## begin Extracted information
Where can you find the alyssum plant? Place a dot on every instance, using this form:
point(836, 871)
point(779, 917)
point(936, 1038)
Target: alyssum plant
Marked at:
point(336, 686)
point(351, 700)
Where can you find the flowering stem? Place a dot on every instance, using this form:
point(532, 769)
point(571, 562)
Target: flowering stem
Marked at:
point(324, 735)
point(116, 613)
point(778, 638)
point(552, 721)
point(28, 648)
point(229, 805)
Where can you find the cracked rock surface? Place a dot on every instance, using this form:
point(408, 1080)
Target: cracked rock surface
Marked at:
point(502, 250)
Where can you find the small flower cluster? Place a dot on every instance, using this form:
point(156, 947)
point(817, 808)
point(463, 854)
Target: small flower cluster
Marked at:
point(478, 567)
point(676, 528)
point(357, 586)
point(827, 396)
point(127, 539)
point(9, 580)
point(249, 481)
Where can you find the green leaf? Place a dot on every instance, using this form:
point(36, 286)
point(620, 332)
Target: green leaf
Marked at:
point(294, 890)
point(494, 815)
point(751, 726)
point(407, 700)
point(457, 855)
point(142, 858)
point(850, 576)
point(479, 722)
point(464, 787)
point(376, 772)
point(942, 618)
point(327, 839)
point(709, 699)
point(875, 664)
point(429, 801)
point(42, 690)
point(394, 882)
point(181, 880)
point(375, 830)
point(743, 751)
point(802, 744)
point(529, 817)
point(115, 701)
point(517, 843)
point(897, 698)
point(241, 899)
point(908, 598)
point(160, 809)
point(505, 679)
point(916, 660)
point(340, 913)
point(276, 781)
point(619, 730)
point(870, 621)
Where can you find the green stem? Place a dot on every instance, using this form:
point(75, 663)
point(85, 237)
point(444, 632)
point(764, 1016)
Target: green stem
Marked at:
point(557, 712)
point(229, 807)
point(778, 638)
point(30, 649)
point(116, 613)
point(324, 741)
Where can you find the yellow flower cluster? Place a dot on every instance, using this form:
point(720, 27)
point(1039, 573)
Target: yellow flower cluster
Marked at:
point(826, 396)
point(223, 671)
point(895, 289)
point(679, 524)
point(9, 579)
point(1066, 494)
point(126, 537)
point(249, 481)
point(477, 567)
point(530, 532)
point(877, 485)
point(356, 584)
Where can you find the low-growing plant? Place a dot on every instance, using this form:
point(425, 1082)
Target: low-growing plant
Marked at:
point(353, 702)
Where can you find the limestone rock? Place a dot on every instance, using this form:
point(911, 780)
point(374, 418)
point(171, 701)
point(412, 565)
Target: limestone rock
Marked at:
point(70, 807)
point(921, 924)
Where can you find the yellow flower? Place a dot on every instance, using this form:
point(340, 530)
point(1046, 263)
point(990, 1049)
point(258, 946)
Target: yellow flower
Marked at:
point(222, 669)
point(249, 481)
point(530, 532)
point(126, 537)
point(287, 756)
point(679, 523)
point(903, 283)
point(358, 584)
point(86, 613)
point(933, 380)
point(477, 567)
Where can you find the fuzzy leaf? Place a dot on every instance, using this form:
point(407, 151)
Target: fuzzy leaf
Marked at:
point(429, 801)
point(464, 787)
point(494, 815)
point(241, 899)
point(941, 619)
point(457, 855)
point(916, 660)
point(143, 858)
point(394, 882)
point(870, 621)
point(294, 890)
## end Extracted information
### What is expected
Arrange the lines of the listing above as a numbered list, leaving out any blank lines. Begin with the first line of the listing and go through the line that contains "point(353, 702)", including that line.

### Expected output
1. Where can you find the alyssum plant? Place a dot on every instance, using this form:
2. point(836, 871)
3. point(779, 917)
4. point(936, 1038)
5. Target: alyssum plant
6. Marked at:
7. point(336, 686)
8. point(351, 700)
9. Where can you find the flowering stem? Place a dot on every instance, using this form:
10. point(532, 769)
11. point(571, 562)
12. Target: flowering stem
13. Marked at:
14. point(324, 735)
15. point(116, 613)
16. point(778, 638)
17. point(552, 721)
18. point(28, 648)
19. point(229, 805)
20. Where can you find the cracked rock surface? Place a dot on every instance, using this form:
21. point(408, 1080)
22. Target: cracked rock surface
23. Marked at:
24. point(502, 250)
25. Where can you find the small flower cluster? Place a dot on every instance, using this form:
26. point(156, 947)
27. point(817, 808)
28. point(463, 854)
29. Target: small flower cluster
30. Marked at:
31. point(478, 567)
32. point(676, 528)
33. point(357, 586)
34. point(827, 396)
35. point(127, 539)
36. point(9, 580)
37. point(249, 481)
38. Where can you find the green leaf? Place a dot on every instance, using this form:
39. point(36, 286)
40. point(620, 332)
41. Target: green leaf
42. Marked at:
43. point(294, 890)
44. point(494, 815)
45. point(751, 726)
46. point(407, 700)
47. point(457, 855)
48. point(142, 858)
49. point(850, 576)
50. point(479, 722)
51. point(464, 787)
52. point(376, 772)
53. point(942, 618)
54. point(327, 839)
55. point(709, 699)
56. point(875, 664)
57. point(429, 801)
58. point(42, 690)
59. point(394, 882)
60. point(181, 880)
61. point(375, 830)
62. point(743, 751)
63. point(802, 744)
64. point(529, 817)
65. point(115, 701)
66. point(517, 843)
67. point(897, 698)
68. point(241, 899)
69. point(908, 598)
70. point(160, 809)
71. point(505, 679)
72. point(916, 660)
73. point(340, 913)
74. point(276, 781)
75. point(619, 730)
76. point(870, 621)
77. Where can you find the green stem? Place a dot on every instance, using this form:
78. point(75, 663)
79. point(85, 237)
80. point(444, 632)
81. point(764, 1016)
82. Target: green stem
83. Marked at:
84. point(557, 712)
85. point(229, 807)
86. point(778, 638)
87. point(30, 649)
88. point(116, 613)
89. point(324, 741)
90. Where can you find the yellow flower cluster? Place a dot on every instance, using this form:
91. point(720, 27)
92. point(1039, 573)
93. Target: yellow flower cluster
94. Marked at:
95. point(826, 396)
96. point(223, 671)
97. point(895, 289)
98. point(679, 524)
99. point(9, 579)
100. point(1066, 494)
101. point(126, 537)
102. point(249, 481)
103. point(477, 567)
104. point(530, 532)
105. point(877, 485)
106. point(356, 584)
107. Where can you find the low-growing plant? Place a dot on every instance, using this form:
108. point(425, 1082)
109. Target: low-growing plant
110. Marked at:
111. point(353, 702)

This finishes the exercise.